[Saved data entries]
------------------------------------
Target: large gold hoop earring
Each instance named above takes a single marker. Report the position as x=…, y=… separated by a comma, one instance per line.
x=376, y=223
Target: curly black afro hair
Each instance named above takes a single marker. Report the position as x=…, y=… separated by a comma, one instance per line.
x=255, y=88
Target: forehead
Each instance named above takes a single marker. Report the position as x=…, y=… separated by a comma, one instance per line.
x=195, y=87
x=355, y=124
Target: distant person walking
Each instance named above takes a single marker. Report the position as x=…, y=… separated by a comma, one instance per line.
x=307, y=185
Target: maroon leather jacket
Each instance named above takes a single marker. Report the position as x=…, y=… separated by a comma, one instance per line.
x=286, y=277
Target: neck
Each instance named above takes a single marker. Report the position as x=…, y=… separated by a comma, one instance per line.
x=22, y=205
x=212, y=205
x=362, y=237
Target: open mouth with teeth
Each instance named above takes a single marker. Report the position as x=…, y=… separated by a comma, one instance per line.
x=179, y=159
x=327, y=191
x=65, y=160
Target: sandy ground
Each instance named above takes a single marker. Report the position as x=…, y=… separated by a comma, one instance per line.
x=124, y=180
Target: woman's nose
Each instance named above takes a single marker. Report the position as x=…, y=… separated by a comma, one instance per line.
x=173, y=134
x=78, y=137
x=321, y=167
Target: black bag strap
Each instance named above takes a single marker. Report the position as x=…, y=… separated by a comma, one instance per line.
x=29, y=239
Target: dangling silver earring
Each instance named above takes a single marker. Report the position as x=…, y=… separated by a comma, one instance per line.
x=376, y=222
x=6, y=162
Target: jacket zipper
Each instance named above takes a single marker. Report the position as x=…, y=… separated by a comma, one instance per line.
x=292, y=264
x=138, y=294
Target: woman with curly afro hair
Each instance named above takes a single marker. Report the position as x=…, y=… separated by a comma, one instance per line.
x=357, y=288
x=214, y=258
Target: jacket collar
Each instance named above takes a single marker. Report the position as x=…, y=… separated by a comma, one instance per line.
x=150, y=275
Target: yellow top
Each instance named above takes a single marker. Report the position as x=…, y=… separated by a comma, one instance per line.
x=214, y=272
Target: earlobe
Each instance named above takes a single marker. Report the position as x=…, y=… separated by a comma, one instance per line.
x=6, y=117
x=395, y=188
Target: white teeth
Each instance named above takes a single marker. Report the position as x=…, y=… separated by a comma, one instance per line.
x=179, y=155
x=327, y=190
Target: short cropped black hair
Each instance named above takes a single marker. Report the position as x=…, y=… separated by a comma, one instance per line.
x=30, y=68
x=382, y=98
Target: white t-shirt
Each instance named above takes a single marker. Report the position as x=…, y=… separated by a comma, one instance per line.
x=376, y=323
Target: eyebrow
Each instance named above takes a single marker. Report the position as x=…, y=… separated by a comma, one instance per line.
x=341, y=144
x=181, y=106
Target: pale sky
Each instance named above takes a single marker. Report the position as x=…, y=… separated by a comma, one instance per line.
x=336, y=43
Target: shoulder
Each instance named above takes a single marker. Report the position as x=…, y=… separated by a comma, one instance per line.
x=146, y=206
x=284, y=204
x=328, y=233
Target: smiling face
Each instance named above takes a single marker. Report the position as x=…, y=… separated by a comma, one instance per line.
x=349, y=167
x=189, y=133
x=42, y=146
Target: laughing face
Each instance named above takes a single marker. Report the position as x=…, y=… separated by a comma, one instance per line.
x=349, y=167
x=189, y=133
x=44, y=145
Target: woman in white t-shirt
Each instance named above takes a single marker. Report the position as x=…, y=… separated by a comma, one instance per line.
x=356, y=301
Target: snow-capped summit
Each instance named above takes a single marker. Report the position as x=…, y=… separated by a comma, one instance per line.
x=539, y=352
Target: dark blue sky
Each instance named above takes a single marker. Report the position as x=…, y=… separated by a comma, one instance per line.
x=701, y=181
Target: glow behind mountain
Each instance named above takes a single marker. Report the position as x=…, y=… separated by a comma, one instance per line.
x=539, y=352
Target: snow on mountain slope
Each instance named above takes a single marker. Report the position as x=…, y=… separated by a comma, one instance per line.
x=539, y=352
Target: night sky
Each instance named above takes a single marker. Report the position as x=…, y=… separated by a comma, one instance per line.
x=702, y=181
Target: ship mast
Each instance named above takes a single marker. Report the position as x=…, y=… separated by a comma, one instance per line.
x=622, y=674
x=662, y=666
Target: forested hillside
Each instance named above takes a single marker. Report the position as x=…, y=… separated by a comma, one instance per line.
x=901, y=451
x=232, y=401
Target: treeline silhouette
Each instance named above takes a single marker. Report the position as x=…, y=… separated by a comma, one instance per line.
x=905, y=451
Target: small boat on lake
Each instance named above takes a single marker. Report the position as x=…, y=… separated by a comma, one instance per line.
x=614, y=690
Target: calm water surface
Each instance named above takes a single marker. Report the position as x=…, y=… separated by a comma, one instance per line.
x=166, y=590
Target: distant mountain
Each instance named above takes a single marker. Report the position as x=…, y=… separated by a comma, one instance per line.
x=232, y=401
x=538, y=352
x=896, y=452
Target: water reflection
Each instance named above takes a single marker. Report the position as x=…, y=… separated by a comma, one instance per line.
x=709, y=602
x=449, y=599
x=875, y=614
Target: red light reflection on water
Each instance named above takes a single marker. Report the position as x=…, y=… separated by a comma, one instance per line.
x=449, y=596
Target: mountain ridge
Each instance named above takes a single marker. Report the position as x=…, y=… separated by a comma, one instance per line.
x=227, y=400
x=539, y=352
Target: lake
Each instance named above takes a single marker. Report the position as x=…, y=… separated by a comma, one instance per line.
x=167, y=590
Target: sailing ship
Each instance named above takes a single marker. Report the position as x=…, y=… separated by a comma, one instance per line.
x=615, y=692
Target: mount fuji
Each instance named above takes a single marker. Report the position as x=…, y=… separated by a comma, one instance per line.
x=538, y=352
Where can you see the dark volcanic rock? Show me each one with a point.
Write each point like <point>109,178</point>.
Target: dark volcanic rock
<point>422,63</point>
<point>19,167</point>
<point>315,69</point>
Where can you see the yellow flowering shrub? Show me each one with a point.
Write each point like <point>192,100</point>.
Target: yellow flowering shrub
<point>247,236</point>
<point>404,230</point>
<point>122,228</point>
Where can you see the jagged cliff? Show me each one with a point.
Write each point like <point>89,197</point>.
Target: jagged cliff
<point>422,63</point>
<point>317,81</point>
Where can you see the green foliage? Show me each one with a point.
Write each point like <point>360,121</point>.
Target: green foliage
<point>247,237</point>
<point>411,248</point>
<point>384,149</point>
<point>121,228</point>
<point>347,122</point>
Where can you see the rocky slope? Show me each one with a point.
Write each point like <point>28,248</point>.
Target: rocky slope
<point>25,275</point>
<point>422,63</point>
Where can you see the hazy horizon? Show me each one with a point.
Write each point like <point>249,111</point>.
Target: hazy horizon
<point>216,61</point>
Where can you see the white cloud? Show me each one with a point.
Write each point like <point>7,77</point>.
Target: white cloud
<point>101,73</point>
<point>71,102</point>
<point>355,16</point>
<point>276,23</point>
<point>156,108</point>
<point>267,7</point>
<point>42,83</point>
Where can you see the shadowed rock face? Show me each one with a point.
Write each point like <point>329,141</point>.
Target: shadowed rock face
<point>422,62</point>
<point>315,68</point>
------------------------------------
■ EXERCISE ■
Restate the whole listing exactly, leaving out nothing.

■ RESPONSE TO THIS TASK ■
Target: large gold hoop earring
Each instance named above takes a single marker. Report the position as x=…, y=… separated by a comma, one instance per line.
x=376, y=223
Target: curly black afro hair
Each instance named above takes a single marker. Report the position as x=…, y=… separated by a comma, one instance per line.
x=255, y=88
Target: forehead
Each instance named above takes a single marker. Report the position as x=…, y=… separated by a comma, one instance per line.
x=195, y=87
x=355, y=124
Target: distant person walking
Each instance named above takes a single marker. Report the position as x=…, y=… separated by a comma, one instance per line.
x=307, y=185
Target: maroon leather jacket
Each instance named above takes a single marker. Report the position as x=…, y=… separated by a comma, one instance per line.
x=286, y=277
Target: neck
Each instance named above takes a single marker. Report the position as x=…, y=… separated by a comma, one instance per line.
x=22, y=205
x=212, y=205
x=362, y=237
Target: open mouth with teeth
Each instance named above takes a single marker. Report the position as x=…, y=… separated by a comma, one instance per line.
x=179, y=159
x=327, y=191
x=65, y=160
Target: sandy ground
Each instance named above takes a single marker. Report the position as x=…, y=… separated by a comma, one instance per line.
x=124, y=180
Target: woman's nose
Each instance named above takes a single marker. Report the position as x=…, y=… separated by a comma, one instance per line.
x=173, y=134
x=78, y=137
x=321, y=167
Target: black bag strap
Each instance named above takes a single marker. Report the position as x=…, y=… separated by a comma, one instance per line.
x=29, y=239
Target: dangling silver earring
Each instance named above takes a single marker. Report the position as x=…, y=… separated by a comma, one instance per line.
x=376, y=222
x=6, y=162
Target: jacket zipper
Each instance named above takes a single marker. Report the position as x=…, y=… separated by a comma, one instance per line.
x=292, y=264
x=138, y=294
Target: woman with curly afro hair
Each instance named above takes a single marker. Report the position as x=…, y=… separated by a comma, one instance per line.
x=357, y=288
x=214, y=258
Target: jacket collar
Each instance named above takes a single marker. Report the position as x=…, y=… separated by a comma, one instance per line.
x=150, y=275
Target: yellow top
Each instance named above takes a single marker. Report the position as x=…, y=… separated by a comma, one instance per line.
x=214, y=272
Target: earlobe
Each instance named above takes a single marker. Report the position as x=…, y=… separated by a comma, one instance per line.
x=6, y=117
x=395, y=188
Target: white teeth
Each instance named above takes a single marker. Report the position as x=…, y=… separated by a comma, one instance per line.
x=179, y=155
x=327, y=190
Target: short cropped black hair
Each instance named above takes a single marker. Report the position as x=…, y=… separated by a comma, one instance per line.
x=30, y=68
x=382, y=98
Target: white t-shirt
Each instance named above takes a single marker. Report the position as x=…, y=… separated by a comma, one instance per line.
x=376, y=323
Target: eyebrow
Each instance named above takes a single marker. Report the position as x=…, y=… separated by a comma, one instance per line.
x=341, y=144
x=181, y=106
Target: pale sky
Each instance named above takes a single marker. Report the position as x=…, y=… separated by a comma, one instance per line.
x=336, y=43
Target: shoulder
Each instance named above takes a single marker. Report the position as x=…, y=… separated by a comma, one instance per line.
x=146, y=206
x=284, y=204
x=328, y=233
Target: smiling face
Each instance named above takes a single marker. Report the position as x=…, y=… separated by a comma, one instance per line.
x=349, y=167
x=189, y=133
x=42, y=146
Target: laughing face
Each instance named above takes a single marker. Report the position as x=…, y=… separated by a comma, one instance per line.
x=349, y=167
x=189, y=133
x=44, y=145
Target: woman in white t-shirt
Each instance named above takes a single marker. Report the position as x=…, y=… separated by a comma, one instance per line.
x=356, y=301
Target: snow-capped summit
Each instance named above takes a single marker. Report the position as x=…, y=… separated by a comma, one instance per line.
x=539, y=352
Target: dark blue sky
Each instance named above takes a single marker. Report the position as x=…, y=… separated by a comma, one instance per line.
x=701, y=181
Target: glow behind mountain
Each instance named above takes a single marker. Report the position as x=…, y=… separated by a comma, one instance per line.
x=539, y=352
Target: snow on mountain slope
Each instance named above takes a single marker. Report the position as x=…, y=… separated by a comma, one instance per line.
x=539, y=352
Target: night sky
Each instance named above takes a single marker. Report the position as x=…, y=… separated by a comma, one instance per line.
x=702, y=181
Target: ship mast
Each instance named above takes a single marker. Report the position as x=…, y=… separated by a comma, one instance per line.
x=622, y=674
x=662, y=666
Target: forested hillside
Each instance named above takes a single marker. Report the position as x=…, y=… separated by a comma, one instance per line.
x=901, y=451
x=232, y=401
Target: treeline silhouette
Each instance named above takes a single marker. Report the position as x=…, y=… separated by a comma, one instance per line.
x=905, y=451
Target: small boat on lake
Each instance named above takes a single marker. Report the position as x=…, y=… separated by a comma, one instance per line.
x=614, y=690
Target: calm water surface
Each instance named above takes a single marker. Report the position as x=…, y=… separated by a comma, one instance per line.
x=166, y=590
Target: distant mountain
Each instance named above takes a single marker. Report the position as x=…, y=… separated by a comma, one instance per line.
x=232, y=401
x=538, y=352
x=896, y=452
Target: water reflection
Each instance named above takes a single marker. Report the position as x=…, y=… separated by a comma, one instance per line.
x=709, y=602
x=449, y=599
x=875, y=614
Target: red light reflection on water
Each instance named above takes a single marker. Report the position as x=…, y=… separated by a comma, one instance per line.
x=449, y=596
Target: mountain ridge
Each instance named above takes a single marker. Report the position as x=…, y=… separated by a comma, one instance per line.
x=227, y=400
x=539, y=352
Target: lake
Each instance named above takes a single marker. Report the position as x=…, y=… separated by a comma, one instance per line.
x=167, y=590
Target: sailing ship
Each instance named above takes a single marker. Report the position as x=…, y=… separated by a comma, one instance per line.
x=615, y=692
Target: mount fuji
Each instance named above takes a single marker. Report the position as x=…, y=… separated by a comma, one instance per line.
x=538, y=352
Where can you see the dark volcanic rock? Show me each one with a point.
Write each point like <point>109,178</point>.
Target: dark volcanic rock
<point>422,63</point>
<point>19,167</point>
<point>315,69</point>
Where can you see the yellow flowering shrub? Show me each one with a point.
Write each point like <point>192,100</point>.
Target: yellow flowering shrub
<point>247,236</point>
<point>404,230</point>
<point>122,228</point>
Where can you see the jagged cliff? Show me each one with a point.
Write each point like <point>89,197</point>.
Target: jagged cliff
<point>422,63</point>
<point>317,81</point>
Where can you see the green foliage? Show me each one with a point.
Write each point like <point>360,121</point>.
Target: green foliage
<point>247,237</point>
<point>411,248</point>
<point>384,149</point>
<point>121,228</point>
<point>347,122</point>
Where can you see the rocky slope? Show me each one with a point.
Write each point like <point>28,248</point>.
Target: rocky slope
<point>25,275</point>
<point>422,63</point>
Where can you see the hazy horizon? Show me each one with a point.
Write each point like <point>249,111</point>.
Target: hazy horizon
<point>216,61</point>
Where can you see the white cloud? Show me each one with a point.
Write each point like <point>7,77</point>.
Target: white cloud
<point>101,73</point>
<point>71,102</point>
<point>355,16</point>
<point>276,23</point>
<point>156,108</point>
<point>267,7</point>
<point>42,83</point>
Where can you see the shadowed rock face? Show me each one with a point.
Write each point like <point>329,141</point>.
Target: shadowed rock face
<point>422,62</point>
<point>315,68</point>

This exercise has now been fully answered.